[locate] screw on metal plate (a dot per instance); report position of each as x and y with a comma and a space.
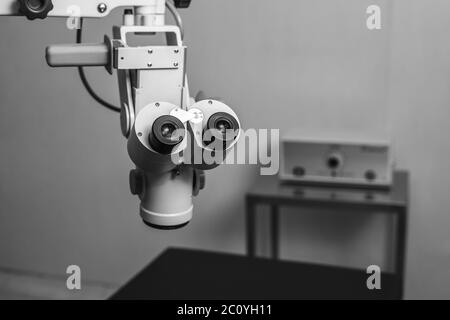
102, 7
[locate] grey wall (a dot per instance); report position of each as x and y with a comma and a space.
311, 64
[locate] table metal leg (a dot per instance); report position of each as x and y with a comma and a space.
400, 254
274, 231
251, 226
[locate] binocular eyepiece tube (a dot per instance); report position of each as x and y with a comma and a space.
161, 131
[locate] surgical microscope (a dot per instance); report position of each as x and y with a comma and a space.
172, 138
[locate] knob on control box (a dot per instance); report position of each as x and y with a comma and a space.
336, 160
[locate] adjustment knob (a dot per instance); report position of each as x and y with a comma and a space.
35, 9
182, 3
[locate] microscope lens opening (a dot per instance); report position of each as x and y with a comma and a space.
222, 126
167, 132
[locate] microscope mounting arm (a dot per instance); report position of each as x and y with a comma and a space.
171, 138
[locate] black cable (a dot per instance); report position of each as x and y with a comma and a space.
85, 81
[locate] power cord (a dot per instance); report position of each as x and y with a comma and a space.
82, 74
85, 81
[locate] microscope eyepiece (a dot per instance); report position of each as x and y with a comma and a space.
166, 133
223, 126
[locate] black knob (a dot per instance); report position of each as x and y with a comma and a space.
182, 3
136, 182
334, 161
35, 9
370, 175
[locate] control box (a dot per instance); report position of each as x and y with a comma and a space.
336, 161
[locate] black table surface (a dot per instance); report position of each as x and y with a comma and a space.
184, 274
270, 189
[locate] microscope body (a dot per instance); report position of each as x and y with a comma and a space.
169, 135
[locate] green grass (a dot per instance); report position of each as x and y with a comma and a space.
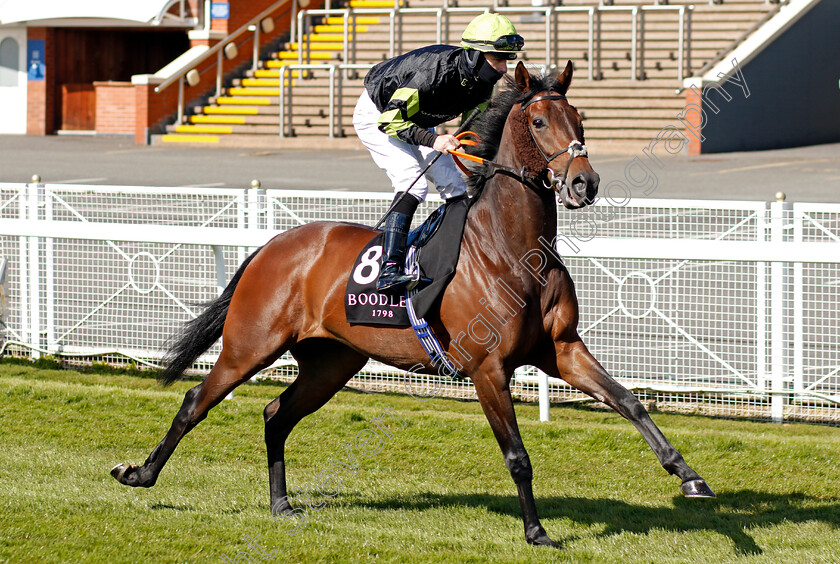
436, 491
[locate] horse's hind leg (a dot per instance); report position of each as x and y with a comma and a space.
492, 388
576, 365
324, 367
235, 366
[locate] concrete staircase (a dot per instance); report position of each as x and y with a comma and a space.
618, 111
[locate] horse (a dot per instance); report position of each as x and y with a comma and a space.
288, 296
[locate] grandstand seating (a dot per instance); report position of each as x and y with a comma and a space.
617, 108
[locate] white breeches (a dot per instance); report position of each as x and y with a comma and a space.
403, 162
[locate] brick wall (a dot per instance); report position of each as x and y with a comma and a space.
115, 107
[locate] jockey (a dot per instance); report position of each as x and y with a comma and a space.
405, 98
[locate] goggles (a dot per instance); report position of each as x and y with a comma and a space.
506, 43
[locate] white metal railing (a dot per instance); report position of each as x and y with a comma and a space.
728, 305
551, 15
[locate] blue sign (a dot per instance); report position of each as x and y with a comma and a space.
35, 60
219, 10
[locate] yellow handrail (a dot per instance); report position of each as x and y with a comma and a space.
221, 45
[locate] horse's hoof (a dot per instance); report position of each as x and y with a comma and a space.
128, 475
540, 538
697, 488
118, 472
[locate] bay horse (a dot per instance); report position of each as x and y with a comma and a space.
288, 296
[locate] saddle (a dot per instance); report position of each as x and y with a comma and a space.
432, 252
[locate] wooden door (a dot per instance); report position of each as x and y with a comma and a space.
78, 107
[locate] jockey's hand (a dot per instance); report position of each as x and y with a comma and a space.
445, 143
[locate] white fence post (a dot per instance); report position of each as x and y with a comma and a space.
545, 412
34, 197
779, 322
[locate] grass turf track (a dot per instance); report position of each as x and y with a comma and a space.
436, 491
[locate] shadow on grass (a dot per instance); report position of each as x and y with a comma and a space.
731, 514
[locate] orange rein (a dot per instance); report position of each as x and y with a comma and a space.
465, 140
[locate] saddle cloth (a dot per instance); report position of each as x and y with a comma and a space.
437, 246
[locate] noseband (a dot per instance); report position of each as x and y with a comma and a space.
575, 148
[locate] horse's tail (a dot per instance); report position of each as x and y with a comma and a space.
197, 335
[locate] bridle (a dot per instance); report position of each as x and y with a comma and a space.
527, 178
575, 148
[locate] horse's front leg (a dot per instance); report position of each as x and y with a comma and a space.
575, 364
493, 392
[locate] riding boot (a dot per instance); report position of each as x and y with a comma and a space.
393, 274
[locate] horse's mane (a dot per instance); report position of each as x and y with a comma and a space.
490, 124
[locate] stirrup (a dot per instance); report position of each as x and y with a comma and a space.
392, 277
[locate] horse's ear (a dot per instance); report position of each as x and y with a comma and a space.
565, 78
523, 78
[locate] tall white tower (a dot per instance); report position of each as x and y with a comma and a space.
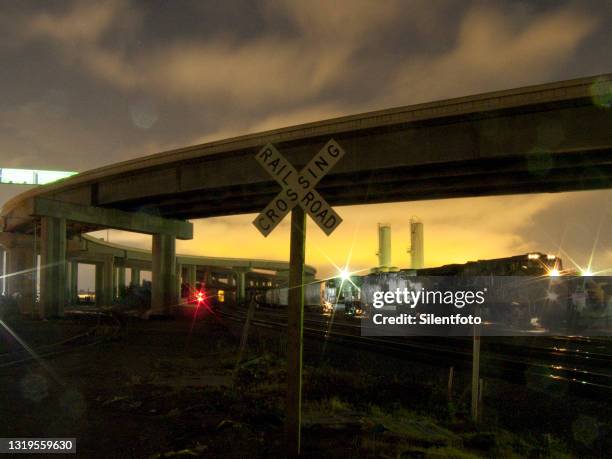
384, 245
417, 250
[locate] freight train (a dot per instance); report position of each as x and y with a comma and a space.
354, 295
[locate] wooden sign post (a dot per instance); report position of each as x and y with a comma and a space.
299, 197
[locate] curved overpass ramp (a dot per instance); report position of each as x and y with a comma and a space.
547, 138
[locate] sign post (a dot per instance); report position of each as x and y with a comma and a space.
295, 325
299, 197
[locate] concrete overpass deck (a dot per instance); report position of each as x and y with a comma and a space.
545, 138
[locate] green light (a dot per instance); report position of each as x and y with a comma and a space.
31, 176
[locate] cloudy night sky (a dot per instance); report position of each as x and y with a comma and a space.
85, 84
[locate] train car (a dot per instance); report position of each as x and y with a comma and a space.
529, 264
313, 296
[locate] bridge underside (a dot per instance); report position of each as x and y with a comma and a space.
548, 138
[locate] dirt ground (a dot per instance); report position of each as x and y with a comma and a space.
172, 389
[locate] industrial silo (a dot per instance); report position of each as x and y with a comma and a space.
384, 246
417, 250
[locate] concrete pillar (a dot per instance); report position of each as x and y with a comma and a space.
21, 276
99, 284
74, 282
241, 287
163, 295
135, 280
53, 266
179, 281
108, 281
120, 281
2, 272
191, 276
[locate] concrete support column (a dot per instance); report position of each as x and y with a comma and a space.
135, 280
241, 287
2, 272
179, 281
109, 281
163, 295
120, 281
53, 266
21, 276
99, 284
74, 283
191, 276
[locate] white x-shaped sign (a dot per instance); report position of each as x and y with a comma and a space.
298, 188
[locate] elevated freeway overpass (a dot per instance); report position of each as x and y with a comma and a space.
546, 138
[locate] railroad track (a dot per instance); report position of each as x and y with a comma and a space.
106, 327
582, 364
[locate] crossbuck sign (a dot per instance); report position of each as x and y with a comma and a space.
298, 188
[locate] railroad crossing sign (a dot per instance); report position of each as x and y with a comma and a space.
298, 188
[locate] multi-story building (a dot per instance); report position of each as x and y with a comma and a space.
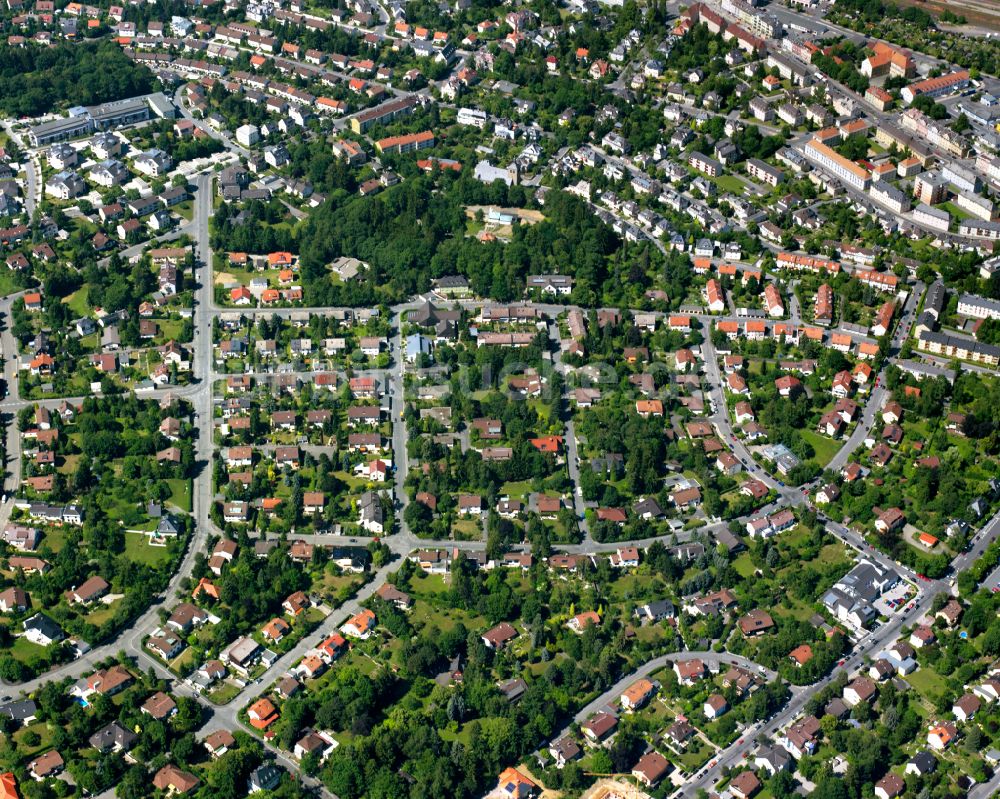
764, 172
833, 162
978, 307
935, 87
929, 188
406, 144
934, 218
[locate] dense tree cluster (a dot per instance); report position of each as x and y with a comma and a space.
34, 80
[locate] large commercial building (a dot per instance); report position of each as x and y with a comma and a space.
84, 120
966, 349
383, 114
406, 144
833, 162
935, 87
978, 307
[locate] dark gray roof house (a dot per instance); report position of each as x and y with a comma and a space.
113, 737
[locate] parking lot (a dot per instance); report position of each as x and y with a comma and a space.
895, 599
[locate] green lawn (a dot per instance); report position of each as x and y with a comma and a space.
40, 728
825, 447
138, 549
180, 493
24, 650
927, 682
744, 566
224, 694
77, 302
731, 184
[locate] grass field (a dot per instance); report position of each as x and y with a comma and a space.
730, 183
24, 650
743, 565
825, 447
44, 734
927, 682
224, 694
77, 302
137, 549
180, 493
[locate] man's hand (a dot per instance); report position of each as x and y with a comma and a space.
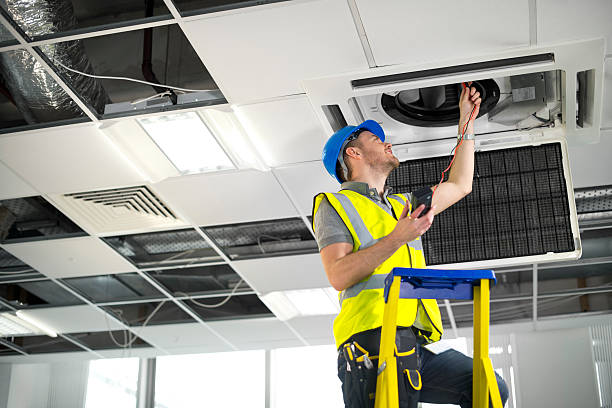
468, 99
409, 228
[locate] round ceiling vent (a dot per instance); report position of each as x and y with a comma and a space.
438, 105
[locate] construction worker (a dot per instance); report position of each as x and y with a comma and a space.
363, 232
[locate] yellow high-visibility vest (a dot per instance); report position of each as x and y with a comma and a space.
362, 305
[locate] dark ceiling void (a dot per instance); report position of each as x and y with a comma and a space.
34, 218
36, 294
438, 105
6, 38
160, 55
209, 280
52, 18
237, 307
30, 97
113, 288
518, 206
193, 7
106, 340
41, 344
167, 248
136, 314
262, 239
13, 269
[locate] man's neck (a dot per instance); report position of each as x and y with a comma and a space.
377, 182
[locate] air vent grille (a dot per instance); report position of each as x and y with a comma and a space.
264, 238
119, 209
165, 248
518, 206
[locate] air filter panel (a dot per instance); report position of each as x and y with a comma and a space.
519, 207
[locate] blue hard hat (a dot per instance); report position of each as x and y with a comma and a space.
334, 144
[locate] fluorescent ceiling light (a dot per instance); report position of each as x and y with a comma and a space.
21, 324
187, 142
11, 325
23, 315
306, 302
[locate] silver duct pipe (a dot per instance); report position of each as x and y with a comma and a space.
37, 96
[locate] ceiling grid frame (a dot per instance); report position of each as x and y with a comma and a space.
4, 20
223, 256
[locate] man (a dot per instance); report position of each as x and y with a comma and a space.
363, 231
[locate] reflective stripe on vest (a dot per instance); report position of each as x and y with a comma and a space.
362, 305
366, 239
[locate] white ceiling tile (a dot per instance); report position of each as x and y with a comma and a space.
215, 199
304, 180
12, 185
183, 336
415, 32
606, 112
560, 21
70, 257
315, 329
67, 159
75, 319
590, 164
263, 52
283, 273
256, 333
284, 131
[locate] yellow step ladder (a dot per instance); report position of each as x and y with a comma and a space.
437, 284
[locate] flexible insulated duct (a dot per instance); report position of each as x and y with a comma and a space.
37, 96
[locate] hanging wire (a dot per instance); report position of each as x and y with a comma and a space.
213, 306
130, 79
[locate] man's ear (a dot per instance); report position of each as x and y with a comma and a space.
352, 152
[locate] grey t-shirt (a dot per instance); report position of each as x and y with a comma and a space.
329, 227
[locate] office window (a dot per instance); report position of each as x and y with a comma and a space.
228, 380
112, 383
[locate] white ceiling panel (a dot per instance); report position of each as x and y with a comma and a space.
590, 163
573, 19
183, 336
75, 319
264, 333
304, 180
70, 257
67, 159
283, 273
284, 131
315, 329
12, 185
263, 52
215, 199
415, 32
606, 113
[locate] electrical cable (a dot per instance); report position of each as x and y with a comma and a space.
213, 306
130, 79
454, 150
128, 343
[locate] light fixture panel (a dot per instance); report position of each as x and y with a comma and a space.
187, 142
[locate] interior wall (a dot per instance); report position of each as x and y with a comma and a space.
556, 369
52, 385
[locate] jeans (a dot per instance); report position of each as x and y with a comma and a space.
446, 379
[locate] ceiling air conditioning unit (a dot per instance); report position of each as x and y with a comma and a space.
521, 209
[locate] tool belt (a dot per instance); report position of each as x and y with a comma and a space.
358, 367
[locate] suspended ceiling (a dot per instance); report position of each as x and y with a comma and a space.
256, 56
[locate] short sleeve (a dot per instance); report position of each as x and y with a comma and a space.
329, 227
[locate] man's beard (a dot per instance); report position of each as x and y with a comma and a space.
385, 165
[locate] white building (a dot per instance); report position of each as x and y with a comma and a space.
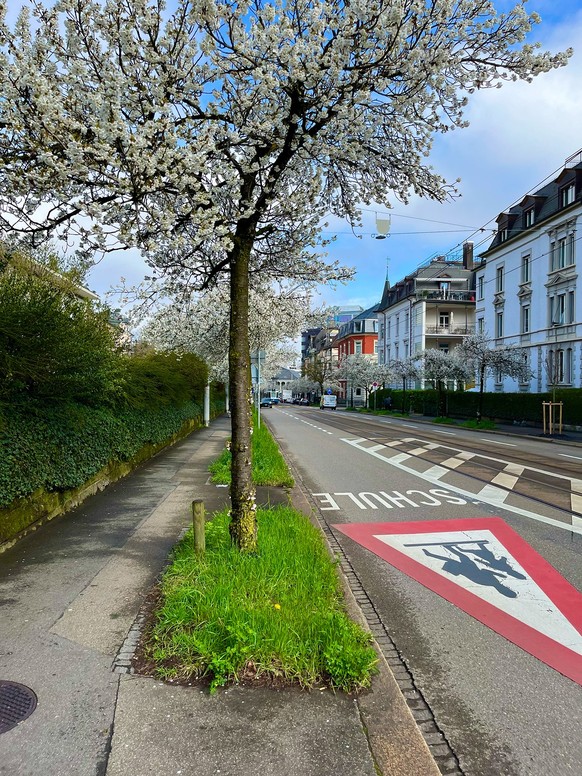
526, 285
434, 307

────────

What should appear is an exact reproduction of the lines from the one with "[locate] suspended ceiling" through the end of the material above, and no pictures.

*Task response*:
[locate] suspended ceiling (a dot per instance); report position of each as x and y with a comma and a space.
256, 56
[locate] short sleeve (a dot per instance); report position of each as x and y with a comma and a space.
329, 227
[locate] man's beard (a dot per instance); report position of each as x and y with a comma and a space.
385, 165
[locate] white building (a dot per instance); report position of each as x and y with a comma and a space.
526, 285
434, 307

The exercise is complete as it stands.